-- BEGIN SUPPLIED RECORDS --
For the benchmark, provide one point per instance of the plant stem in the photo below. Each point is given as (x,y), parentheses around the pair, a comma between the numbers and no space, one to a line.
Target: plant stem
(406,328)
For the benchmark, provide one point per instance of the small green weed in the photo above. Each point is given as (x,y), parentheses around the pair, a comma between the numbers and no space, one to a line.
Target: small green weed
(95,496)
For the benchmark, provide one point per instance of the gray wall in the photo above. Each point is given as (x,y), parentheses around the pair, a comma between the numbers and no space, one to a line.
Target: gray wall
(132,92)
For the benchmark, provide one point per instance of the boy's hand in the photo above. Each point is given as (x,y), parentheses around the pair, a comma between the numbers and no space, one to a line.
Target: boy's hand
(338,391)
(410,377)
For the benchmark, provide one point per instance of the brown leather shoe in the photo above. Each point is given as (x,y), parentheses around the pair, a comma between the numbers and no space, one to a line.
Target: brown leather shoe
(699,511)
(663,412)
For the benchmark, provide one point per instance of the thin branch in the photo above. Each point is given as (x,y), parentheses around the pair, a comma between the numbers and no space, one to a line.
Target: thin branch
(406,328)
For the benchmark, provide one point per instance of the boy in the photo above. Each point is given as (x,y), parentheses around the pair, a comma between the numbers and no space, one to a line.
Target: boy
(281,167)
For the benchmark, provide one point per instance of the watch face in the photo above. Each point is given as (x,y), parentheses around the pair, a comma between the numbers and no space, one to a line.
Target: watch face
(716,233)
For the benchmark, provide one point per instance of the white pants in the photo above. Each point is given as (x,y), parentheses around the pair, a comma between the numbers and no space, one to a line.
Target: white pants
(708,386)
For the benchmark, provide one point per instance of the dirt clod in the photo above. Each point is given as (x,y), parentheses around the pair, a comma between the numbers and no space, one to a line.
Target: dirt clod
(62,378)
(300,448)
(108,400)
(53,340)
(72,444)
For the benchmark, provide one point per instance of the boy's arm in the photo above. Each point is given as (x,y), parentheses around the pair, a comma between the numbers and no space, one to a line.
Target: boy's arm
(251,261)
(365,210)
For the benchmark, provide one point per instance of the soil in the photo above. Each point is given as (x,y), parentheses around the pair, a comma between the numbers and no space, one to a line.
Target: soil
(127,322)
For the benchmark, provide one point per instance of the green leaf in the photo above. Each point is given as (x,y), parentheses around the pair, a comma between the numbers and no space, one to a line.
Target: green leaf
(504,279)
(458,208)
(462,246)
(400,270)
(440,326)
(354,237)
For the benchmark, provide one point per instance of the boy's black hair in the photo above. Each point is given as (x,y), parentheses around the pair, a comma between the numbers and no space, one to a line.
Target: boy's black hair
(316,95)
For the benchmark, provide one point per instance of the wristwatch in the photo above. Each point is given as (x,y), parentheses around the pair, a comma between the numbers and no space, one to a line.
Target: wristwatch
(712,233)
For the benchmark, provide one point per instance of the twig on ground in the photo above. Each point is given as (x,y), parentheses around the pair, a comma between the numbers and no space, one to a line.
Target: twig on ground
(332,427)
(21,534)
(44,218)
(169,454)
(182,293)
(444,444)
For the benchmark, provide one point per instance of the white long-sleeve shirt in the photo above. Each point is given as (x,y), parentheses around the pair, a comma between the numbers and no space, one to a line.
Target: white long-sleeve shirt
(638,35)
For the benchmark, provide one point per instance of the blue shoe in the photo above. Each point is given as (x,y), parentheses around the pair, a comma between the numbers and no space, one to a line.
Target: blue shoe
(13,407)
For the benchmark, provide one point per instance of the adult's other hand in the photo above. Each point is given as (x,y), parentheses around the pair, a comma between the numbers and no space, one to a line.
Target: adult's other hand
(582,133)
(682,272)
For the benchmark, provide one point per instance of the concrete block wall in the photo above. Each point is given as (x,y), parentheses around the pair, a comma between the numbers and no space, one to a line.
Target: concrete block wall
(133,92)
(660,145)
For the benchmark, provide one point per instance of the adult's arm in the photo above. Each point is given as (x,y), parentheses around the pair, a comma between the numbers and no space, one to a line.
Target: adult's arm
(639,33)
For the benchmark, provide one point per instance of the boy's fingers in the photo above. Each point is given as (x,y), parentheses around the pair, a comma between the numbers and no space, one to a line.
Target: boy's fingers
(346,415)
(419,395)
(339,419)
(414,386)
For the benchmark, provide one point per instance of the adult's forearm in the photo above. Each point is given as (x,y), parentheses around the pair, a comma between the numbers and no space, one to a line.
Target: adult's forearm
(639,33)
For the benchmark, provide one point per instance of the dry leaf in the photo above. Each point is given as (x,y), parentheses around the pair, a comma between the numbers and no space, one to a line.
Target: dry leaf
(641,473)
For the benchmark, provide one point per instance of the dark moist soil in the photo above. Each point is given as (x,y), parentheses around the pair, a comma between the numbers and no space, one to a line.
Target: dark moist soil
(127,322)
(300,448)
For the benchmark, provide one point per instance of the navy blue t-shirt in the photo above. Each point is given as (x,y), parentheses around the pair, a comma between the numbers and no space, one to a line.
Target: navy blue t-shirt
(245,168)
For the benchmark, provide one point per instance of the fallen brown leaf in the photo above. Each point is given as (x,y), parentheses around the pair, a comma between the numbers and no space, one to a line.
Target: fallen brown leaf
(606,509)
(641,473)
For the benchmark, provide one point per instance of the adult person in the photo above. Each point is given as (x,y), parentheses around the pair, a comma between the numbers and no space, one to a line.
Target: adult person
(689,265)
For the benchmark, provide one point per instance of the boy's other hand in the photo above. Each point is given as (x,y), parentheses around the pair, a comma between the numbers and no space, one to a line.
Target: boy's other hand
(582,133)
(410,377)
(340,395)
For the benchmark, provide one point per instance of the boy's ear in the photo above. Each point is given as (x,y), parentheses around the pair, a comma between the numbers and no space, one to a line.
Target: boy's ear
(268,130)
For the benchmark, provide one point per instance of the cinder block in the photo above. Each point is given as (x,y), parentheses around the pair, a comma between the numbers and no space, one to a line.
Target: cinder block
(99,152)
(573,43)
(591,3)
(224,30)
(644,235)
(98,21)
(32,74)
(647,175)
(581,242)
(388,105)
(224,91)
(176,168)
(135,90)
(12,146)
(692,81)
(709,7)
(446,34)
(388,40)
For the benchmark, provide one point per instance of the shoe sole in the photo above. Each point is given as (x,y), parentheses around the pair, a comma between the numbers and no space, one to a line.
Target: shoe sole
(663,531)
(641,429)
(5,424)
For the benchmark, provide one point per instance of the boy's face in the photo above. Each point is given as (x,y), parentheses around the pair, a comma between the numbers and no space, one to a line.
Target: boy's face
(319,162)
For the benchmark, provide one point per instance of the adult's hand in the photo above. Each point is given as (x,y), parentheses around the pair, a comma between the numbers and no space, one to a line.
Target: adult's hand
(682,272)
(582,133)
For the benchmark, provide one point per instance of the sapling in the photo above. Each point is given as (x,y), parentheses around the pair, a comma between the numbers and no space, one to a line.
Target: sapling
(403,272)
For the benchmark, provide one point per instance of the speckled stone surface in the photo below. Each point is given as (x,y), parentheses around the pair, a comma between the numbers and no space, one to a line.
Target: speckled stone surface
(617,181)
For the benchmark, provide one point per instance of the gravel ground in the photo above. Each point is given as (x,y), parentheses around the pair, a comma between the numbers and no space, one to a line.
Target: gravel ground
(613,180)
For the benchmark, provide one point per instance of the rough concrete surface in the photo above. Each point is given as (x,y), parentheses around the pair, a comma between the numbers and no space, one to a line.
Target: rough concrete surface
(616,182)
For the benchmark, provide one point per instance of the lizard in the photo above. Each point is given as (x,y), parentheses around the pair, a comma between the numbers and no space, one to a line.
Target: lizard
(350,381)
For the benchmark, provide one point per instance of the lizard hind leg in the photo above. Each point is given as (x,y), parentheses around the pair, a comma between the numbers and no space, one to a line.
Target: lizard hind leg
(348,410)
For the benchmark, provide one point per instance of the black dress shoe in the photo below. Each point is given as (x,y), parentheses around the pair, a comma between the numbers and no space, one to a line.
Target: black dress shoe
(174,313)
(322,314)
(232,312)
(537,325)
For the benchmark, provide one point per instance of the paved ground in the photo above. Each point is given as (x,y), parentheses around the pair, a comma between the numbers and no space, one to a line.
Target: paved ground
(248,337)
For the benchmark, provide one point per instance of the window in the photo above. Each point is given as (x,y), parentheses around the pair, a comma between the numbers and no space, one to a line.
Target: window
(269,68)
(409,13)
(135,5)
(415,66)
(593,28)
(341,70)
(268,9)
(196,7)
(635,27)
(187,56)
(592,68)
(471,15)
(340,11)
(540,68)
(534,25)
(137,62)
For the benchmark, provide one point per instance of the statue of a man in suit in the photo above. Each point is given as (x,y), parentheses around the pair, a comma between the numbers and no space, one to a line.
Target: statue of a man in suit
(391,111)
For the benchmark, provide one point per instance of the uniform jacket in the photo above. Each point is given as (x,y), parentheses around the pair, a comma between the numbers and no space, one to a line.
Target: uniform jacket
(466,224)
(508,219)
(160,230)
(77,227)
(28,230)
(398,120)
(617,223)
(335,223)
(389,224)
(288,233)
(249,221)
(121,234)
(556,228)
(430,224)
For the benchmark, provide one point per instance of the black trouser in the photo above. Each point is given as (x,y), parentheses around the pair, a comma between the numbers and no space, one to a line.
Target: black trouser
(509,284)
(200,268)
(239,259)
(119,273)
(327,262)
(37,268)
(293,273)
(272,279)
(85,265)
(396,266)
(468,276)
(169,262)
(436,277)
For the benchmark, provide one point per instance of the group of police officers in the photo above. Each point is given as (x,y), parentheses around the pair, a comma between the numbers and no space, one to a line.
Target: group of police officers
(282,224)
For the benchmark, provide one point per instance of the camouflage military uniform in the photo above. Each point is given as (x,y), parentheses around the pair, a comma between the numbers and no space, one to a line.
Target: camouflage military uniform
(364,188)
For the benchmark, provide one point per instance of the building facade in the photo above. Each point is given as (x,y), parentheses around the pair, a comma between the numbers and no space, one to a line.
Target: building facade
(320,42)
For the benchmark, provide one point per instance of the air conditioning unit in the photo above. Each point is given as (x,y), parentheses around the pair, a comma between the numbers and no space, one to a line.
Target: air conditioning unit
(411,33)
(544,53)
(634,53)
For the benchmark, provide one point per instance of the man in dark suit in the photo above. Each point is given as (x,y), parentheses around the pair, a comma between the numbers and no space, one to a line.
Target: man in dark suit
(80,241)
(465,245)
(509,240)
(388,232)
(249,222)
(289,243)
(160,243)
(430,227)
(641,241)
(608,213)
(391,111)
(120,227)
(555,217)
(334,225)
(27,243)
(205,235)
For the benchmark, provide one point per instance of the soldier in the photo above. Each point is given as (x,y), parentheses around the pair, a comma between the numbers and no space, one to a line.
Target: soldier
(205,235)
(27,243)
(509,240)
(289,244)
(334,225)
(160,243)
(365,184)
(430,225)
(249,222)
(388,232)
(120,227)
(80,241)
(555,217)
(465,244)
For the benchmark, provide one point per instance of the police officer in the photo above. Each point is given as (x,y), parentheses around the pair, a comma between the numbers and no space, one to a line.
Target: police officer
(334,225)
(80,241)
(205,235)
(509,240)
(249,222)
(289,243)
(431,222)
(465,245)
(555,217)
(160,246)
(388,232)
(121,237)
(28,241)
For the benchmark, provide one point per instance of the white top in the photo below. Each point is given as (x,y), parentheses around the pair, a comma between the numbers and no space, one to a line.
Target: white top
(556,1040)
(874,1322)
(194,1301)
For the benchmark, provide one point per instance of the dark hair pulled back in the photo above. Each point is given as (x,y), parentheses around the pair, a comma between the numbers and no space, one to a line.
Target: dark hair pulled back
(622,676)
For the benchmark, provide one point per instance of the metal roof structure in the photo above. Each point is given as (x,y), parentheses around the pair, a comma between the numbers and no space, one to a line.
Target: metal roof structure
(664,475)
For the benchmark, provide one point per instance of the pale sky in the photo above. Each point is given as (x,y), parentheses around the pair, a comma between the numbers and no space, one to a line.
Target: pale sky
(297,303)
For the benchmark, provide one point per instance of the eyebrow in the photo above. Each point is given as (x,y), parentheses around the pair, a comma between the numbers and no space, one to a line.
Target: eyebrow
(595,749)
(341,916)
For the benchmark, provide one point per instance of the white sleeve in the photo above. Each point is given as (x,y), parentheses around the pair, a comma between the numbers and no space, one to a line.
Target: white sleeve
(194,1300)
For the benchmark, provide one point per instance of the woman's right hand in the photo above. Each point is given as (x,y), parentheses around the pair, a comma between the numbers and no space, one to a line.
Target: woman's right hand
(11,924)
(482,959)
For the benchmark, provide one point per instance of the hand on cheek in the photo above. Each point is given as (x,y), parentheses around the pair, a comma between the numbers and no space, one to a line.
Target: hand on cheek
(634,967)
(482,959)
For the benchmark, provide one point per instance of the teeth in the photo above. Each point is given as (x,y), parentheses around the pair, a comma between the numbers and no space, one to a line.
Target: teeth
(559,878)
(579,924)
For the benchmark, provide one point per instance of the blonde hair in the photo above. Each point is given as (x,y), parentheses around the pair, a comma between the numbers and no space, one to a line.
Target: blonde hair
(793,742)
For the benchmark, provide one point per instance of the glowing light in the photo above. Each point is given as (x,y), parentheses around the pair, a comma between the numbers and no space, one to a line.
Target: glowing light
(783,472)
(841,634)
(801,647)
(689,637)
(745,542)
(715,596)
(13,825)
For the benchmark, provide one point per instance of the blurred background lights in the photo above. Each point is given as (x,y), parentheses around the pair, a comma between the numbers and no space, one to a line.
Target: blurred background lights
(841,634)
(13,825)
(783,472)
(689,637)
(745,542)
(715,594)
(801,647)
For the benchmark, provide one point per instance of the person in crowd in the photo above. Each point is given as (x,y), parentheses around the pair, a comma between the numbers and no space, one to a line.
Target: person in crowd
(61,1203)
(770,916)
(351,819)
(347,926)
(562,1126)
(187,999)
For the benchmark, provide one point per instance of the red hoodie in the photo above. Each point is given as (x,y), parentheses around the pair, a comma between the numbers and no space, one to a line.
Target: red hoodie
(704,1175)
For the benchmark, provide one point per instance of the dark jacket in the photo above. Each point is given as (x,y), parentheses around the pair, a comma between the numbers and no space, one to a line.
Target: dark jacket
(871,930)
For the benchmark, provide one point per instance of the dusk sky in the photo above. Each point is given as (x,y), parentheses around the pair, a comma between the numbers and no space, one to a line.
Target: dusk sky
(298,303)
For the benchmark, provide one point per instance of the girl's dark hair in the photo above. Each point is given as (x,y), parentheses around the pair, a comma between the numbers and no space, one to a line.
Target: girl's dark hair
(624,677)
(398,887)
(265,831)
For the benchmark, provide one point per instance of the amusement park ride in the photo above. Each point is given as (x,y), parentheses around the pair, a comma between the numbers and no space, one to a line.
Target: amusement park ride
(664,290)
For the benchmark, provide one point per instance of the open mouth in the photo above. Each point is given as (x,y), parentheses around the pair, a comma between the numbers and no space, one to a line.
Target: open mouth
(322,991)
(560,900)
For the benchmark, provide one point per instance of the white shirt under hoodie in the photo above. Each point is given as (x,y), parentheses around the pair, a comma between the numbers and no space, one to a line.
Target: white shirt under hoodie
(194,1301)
-- END SUPPLIED RECORDS --
● YOUR OBJECTIVE:
Return, word for word and with nothing else, the lines of the entries starting at the one containing "of the amusement" and ending at the final line of the entries.

● TASK OUTPUT:
For the benchmark, provide one point per instance of the amusement park ride in the photo above. Each point is given as (x,y), parentheses around the pair, a comma between the numbers and no space, one to a line.
Target: amusement park ride
(664,290)
For the benchmark, provide one point per instance of the open mouth in the photo above. Each point is given as (x,y), parentheses around the pair, a comma between the numbers and no space, one to a line.
Target: open mouth
(322,991)
(560,900)
For the benchmark, provide one point per instance of the white shirt under hoodie in the photo above. Each point is given as (x,y), parentheses around the pair, a comma between the numbers and no space, one to a line.
Target: white shirt under hoodie
(194,1301)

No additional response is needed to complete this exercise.